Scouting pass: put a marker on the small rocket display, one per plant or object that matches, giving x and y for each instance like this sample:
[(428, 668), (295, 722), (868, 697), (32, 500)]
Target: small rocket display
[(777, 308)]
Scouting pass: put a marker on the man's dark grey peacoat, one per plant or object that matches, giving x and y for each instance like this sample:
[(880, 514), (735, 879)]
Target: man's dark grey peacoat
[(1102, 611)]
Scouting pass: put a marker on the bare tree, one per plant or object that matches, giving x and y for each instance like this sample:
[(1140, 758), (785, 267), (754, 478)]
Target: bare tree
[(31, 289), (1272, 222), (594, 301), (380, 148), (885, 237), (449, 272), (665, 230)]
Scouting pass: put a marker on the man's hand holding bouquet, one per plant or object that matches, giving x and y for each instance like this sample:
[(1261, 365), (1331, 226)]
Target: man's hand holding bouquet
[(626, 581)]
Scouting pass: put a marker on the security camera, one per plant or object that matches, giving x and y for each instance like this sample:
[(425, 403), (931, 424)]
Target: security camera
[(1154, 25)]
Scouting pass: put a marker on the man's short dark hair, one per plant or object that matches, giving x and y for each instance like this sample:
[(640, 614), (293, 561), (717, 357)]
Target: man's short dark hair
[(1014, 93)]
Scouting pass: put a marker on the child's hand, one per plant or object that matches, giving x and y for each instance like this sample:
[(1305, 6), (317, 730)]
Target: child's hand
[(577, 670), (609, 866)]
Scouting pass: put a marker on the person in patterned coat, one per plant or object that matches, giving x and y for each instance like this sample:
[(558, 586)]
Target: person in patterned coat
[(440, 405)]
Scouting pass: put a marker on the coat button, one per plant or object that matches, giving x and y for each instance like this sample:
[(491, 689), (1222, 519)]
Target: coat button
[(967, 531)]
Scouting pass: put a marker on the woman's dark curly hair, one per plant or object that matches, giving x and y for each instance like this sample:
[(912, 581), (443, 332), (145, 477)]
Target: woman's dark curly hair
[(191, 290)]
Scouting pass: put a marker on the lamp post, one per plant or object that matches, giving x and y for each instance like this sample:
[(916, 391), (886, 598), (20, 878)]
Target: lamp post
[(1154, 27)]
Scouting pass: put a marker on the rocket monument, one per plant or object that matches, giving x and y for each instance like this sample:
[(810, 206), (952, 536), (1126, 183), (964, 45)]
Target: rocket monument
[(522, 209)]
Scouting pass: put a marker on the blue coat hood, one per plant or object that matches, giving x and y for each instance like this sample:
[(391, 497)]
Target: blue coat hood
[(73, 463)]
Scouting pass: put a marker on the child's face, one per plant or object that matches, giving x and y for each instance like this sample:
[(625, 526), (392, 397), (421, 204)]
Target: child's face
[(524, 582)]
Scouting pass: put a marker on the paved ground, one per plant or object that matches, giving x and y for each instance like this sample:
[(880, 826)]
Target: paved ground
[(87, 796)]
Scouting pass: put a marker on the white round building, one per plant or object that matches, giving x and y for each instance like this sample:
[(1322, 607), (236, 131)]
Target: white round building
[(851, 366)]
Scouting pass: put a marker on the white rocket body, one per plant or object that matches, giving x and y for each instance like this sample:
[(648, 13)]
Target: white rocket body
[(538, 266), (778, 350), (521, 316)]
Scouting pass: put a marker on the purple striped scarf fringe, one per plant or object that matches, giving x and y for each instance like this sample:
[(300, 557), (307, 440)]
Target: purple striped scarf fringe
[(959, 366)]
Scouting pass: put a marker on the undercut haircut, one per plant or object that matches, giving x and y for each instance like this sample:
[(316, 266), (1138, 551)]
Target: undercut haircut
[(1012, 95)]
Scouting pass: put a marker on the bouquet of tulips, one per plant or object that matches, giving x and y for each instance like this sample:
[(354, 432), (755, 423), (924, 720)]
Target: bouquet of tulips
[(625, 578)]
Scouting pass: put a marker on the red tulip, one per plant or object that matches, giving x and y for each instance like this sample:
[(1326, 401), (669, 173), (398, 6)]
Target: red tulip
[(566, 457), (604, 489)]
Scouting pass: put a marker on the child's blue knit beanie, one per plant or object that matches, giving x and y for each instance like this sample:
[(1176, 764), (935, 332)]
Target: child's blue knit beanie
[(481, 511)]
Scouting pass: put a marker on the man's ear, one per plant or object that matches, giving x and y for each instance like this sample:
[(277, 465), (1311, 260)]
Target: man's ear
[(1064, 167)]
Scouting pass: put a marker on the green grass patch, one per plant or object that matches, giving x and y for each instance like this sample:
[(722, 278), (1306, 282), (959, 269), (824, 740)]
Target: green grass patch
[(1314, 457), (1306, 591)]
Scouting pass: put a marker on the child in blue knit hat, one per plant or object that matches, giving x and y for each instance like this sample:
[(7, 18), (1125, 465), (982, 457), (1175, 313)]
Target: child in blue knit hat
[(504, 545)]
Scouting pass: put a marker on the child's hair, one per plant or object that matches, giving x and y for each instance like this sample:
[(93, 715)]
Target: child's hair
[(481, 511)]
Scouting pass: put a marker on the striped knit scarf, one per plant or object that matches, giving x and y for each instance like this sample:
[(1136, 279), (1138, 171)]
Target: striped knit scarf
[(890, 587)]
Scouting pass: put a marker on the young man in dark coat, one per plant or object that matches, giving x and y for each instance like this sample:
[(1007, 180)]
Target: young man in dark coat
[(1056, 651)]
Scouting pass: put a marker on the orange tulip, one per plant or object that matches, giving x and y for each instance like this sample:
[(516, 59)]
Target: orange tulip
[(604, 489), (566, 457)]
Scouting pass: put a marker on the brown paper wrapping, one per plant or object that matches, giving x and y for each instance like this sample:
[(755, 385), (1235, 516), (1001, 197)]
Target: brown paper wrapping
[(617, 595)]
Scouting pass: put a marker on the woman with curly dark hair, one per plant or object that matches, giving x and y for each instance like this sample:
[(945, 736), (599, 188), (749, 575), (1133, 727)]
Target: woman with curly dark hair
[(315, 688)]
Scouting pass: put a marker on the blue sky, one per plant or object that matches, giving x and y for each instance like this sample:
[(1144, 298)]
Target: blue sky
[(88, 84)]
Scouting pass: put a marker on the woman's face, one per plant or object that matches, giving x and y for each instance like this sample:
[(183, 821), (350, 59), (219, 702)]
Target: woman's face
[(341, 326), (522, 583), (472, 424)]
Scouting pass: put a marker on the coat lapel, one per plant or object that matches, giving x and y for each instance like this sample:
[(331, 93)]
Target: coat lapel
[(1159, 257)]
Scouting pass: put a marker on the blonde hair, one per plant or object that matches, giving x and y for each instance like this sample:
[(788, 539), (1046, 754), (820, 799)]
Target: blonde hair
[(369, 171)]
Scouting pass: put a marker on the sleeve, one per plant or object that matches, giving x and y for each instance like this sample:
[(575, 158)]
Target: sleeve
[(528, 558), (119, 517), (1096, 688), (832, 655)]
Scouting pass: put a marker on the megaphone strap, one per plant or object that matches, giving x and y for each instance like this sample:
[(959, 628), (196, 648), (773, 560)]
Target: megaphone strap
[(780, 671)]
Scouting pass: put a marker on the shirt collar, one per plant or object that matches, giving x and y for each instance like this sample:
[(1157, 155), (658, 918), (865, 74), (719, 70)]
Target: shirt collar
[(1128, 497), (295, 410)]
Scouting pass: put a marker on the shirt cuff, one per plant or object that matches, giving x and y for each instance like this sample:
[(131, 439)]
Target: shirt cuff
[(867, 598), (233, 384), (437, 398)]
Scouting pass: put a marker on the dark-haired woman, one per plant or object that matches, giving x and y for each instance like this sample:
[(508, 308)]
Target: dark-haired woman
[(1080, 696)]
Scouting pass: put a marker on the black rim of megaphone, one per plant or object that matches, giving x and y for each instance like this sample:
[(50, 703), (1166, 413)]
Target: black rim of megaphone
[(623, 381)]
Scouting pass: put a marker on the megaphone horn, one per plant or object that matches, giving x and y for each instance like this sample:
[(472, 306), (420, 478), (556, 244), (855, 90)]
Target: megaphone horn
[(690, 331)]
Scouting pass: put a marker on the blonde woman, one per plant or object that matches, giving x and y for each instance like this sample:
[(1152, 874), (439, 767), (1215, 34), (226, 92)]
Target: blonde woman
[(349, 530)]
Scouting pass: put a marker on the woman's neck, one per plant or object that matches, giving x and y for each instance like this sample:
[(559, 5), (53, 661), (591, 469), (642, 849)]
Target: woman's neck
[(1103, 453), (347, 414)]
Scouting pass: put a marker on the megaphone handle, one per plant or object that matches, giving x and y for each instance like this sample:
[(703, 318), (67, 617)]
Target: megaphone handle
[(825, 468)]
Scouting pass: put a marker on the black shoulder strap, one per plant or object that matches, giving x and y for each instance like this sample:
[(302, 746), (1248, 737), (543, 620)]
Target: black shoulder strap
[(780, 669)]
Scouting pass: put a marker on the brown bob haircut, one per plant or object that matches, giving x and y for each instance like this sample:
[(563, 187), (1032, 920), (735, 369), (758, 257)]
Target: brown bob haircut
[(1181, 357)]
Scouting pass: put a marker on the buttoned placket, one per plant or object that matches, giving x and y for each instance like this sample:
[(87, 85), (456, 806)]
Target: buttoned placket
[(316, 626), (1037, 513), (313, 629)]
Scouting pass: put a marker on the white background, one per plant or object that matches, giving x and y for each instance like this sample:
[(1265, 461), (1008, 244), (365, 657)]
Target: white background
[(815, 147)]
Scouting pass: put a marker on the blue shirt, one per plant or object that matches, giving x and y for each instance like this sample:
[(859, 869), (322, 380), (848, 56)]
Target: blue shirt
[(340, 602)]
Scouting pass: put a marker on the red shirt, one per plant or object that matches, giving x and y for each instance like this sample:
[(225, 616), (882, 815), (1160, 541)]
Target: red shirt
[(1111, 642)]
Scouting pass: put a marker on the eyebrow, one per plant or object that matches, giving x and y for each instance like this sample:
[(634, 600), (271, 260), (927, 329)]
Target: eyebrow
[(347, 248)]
----
## Brief
Copy out the lines above without any change, beginning with the line containing "Scouting pass: put a marker on the purple" and continuing through the line containing "[(959, 366)]".

## Task response
Scouting pass: put a marker on the purple striped scarf fringe, one per plant or object that matches, giving x and y for each instance like this sample:
[(300, 557), (307, 440)]
Target: purple striped scarf fringe
[(959, 366)]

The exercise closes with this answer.